*** Working data ***
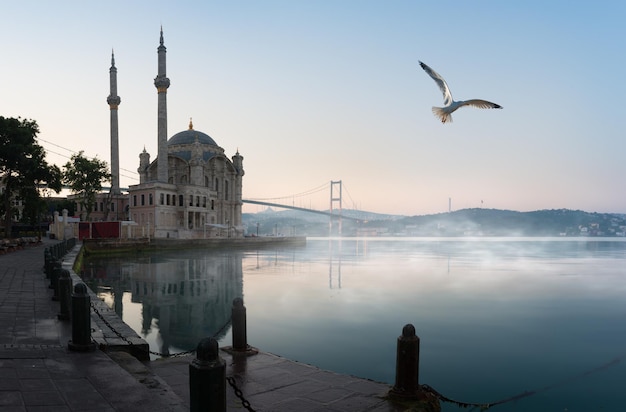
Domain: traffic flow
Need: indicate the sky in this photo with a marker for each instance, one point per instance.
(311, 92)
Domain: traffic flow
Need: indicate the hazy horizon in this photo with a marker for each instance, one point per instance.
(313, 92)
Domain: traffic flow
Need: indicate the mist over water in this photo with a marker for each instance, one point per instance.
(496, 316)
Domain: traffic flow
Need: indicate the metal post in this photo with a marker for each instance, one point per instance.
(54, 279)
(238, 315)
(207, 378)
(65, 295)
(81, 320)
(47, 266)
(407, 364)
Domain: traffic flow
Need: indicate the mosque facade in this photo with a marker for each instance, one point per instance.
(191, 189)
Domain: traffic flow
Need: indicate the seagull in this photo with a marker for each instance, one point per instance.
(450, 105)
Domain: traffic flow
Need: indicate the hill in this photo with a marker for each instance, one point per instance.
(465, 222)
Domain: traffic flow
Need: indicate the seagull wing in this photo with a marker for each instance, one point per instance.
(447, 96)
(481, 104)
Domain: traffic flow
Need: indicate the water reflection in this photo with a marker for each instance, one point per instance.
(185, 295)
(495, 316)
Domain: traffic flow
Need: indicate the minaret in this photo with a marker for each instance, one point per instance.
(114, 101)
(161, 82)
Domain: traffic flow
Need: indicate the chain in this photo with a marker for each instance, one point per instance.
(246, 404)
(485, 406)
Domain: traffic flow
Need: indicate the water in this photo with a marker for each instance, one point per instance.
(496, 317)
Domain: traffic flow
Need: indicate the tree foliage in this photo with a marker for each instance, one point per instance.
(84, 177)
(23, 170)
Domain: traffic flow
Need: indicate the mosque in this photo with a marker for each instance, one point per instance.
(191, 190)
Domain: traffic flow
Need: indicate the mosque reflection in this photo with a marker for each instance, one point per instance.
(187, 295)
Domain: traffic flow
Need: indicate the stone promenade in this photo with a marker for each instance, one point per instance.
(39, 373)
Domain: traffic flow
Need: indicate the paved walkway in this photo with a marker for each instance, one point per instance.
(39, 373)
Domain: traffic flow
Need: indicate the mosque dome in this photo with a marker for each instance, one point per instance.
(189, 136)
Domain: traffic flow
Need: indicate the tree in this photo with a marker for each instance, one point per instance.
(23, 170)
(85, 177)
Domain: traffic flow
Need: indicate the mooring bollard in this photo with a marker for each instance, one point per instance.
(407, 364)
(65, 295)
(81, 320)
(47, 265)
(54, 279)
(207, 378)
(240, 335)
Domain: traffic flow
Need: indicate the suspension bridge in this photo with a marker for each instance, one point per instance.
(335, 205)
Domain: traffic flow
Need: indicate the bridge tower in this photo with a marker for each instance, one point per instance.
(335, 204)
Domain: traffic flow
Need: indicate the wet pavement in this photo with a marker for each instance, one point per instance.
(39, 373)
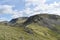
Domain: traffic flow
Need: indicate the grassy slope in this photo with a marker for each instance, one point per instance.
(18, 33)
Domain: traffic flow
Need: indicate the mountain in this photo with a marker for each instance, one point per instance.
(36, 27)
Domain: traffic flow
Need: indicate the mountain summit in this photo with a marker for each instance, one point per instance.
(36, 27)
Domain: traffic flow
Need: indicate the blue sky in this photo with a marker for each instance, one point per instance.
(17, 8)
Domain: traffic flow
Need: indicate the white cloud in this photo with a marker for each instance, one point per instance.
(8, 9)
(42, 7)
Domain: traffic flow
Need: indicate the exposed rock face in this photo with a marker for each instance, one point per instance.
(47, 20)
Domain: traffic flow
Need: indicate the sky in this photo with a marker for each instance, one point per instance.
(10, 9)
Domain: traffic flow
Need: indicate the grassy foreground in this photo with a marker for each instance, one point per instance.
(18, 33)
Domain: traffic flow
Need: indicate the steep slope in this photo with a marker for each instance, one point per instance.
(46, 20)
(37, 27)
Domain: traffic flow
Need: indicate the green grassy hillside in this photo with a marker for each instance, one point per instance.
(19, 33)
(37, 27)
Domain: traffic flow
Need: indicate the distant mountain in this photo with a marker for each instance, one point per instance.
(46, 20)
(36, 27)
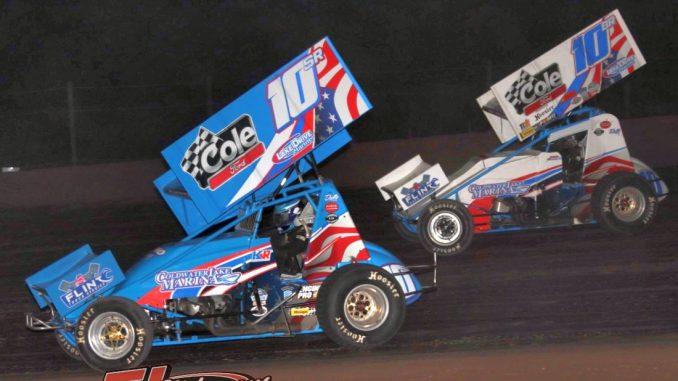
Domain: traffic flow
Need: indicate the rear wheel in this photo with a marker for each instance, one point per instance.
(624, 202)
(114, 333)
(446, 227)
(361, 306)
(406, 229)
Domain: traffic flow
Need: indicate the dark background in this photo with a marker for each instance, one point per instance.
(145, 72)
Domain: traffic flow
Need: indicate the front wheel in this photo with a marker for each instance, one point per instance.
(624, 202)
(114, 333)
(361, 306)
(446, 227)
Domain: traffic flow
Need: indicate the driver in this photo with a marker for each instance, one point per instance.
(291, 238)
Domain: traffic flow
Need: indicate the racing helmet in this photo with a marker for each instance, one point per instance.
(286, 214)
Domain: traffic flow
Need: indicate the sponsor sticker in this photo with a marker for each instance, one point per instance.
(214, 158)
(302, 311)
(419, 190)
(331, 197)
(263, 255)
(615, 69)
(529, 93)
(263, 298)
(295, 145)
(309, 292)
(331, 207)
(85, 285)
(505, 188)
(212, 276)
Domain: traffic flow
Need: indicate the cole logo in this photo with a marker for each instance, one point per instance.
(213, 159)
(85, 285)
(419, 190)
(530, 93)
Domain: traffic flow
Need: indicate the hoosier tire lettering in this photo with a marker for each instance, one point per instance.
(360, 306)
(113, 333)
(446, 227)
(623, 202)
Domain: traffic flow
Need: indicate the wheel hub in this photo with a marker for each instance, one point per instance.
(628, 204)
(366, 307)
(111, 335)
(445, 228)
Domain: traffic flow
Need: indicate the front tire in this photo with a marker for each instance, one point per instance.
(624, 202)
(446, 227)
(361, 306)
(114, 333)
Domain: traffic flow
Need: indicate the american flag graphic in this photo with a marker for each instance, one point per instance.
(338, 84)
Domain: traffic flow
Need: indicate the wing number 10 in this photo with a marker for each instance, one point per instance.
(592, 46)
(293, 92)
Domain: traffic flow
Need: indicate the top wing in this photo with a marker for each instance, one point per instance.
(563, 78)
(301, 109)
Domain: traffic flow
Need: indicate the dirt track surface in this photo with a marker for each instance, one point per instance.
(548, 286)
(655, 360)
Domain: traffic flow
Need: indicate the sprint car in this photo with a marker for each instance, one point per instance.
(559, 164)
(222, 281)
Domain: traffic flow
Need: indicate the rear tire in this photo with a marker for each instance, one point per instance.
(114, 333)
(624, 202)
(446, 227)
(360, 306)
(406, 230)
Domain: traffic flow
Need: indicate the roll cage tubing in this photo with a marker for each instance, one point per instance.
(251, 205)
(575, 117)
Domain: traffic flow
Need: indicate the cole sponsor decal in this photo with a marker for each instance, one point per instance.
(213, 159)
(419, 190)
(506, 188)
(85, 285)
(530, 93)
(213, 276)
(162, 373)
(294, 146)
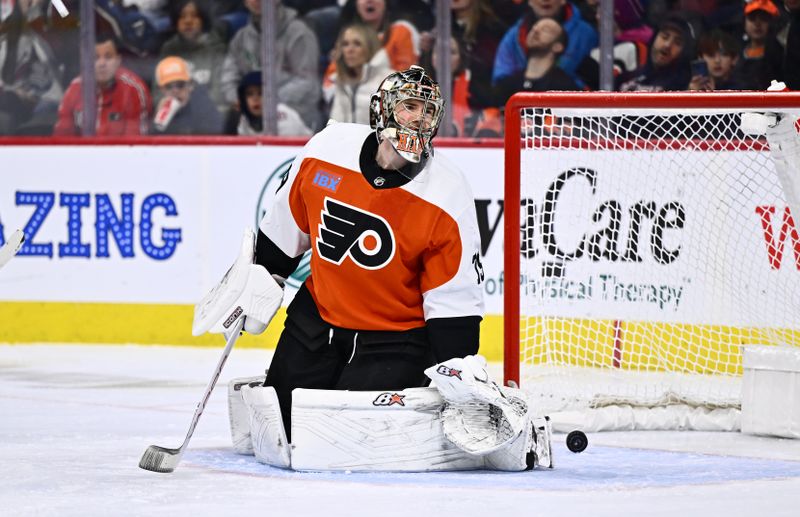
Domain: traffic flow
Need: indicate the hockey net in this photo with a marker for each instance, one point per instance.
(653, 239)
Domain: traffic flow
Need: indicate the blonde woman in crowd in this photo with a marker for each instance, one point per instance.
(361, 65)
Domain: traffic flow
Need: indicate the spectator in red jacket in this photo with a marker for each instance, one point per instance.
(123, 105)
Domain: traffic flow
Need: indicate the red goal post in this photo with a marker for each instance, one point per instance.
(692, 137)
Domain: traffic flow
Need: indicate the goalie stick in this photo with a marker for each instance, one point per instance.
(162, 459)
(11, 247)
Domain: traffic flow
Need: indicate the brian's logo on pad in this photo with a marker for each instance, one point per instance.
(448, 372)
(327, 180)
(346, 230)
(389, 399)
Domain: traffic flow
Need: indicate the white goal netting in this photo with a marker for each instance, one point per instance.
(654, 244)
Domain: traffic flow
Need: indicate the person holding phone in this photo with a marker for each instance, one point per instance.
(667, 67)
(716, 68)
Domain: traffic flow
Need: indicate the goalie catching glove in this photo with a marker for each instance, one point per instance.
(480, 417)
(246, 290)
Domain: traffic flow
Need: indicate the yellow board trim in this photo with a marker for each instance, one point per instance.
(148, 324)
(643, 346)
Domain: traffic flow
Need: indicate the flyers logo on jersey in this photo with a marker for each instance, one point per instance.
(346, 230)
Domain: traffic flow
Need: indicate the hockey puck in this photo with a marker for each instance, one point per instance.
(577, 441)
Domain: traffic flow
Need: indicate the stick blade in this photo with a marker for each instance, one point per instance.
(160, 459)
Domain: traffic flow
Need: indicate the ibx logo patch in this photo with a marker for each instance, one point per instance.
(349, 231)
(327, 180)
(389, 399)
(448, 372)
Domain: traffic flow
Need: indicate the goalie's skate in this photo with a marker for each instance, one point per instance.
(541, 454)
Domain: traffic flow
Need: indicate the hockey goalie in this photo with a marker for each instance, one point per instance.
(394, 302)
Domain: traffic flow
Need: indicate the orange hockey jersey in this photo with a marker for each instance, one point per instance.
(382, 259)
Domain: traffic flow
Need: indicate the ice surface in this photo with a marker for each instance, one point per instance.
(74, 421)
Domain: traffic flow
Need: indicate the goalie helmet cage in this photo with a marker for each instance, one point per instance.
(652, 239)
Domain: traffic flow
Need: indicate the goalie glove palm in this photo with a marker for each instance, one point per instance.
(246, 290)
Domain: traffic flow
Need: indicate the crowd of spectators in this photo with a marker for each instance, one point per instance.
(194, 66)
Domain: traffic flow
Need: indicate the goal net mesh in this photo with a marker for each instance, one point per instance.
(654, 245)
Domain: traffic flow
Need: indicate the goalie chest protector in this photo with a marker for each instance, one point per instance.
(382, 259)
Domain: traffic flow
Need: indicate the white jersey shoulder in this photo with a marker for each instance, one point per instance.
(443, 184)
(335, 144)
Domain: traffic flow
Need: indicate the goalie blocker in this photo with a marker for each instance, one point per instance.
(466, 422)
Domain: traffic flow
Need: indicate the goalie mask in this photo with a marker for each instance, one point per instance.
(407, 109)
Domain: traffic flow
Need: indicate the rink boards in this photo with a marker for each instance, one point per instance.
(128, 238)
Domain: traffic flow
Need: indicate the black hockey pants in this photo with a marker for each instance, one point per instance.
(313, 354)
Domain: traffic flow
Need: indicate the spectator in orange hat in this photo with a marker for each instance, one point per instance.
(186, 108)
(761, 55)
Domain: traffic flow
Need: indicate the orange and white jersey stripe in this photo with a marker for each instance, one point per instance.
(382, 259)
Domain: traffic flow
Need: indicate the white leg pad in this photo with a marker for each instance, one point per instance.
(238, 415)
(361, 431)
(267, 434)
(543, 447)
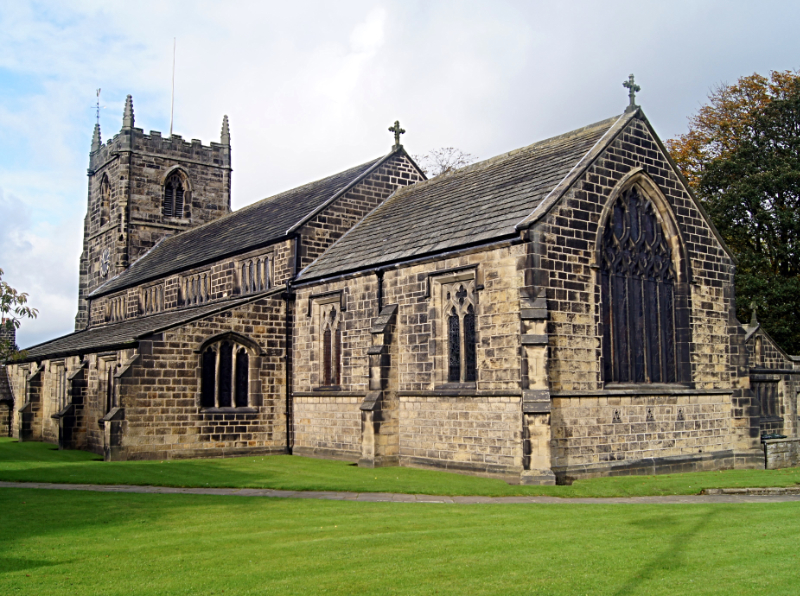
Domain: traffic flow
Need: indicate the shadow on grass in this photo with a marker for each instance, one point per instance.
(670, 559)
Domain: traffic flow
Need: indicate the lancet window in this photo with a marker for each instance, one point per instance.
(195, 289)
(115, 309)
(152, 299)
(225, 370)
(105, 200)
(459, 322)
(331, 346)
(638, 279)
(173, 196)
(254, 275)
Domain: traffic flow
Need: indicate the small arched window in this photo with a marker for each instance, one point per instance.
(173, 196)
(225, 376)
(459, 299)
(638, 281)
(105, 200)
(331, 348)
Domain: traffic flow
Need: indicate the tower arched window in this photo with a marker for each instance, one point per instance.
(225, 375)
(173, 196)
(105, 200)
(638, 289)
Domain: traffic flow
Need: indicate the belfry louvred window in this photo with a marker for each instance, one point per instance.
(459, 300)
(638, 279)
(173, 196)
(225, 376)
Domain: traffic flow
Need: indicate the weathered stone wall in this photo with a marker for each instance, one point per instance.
*** End of Working data ***
— Task —
Copy exactly the line that contains "Need: indicate the belfry" and every line after it, up to and including the last line of the records.

— Result —
Need: indicate the belfry louvred window in this photo with a marker for each instance, one point per instance.
(459, 300)
(638, 279)
(173, 196)
(225, 376)
Domain: traffic flow
Need: indicate the weathered stone wall in this photo with a marker for each instance, one point per instance.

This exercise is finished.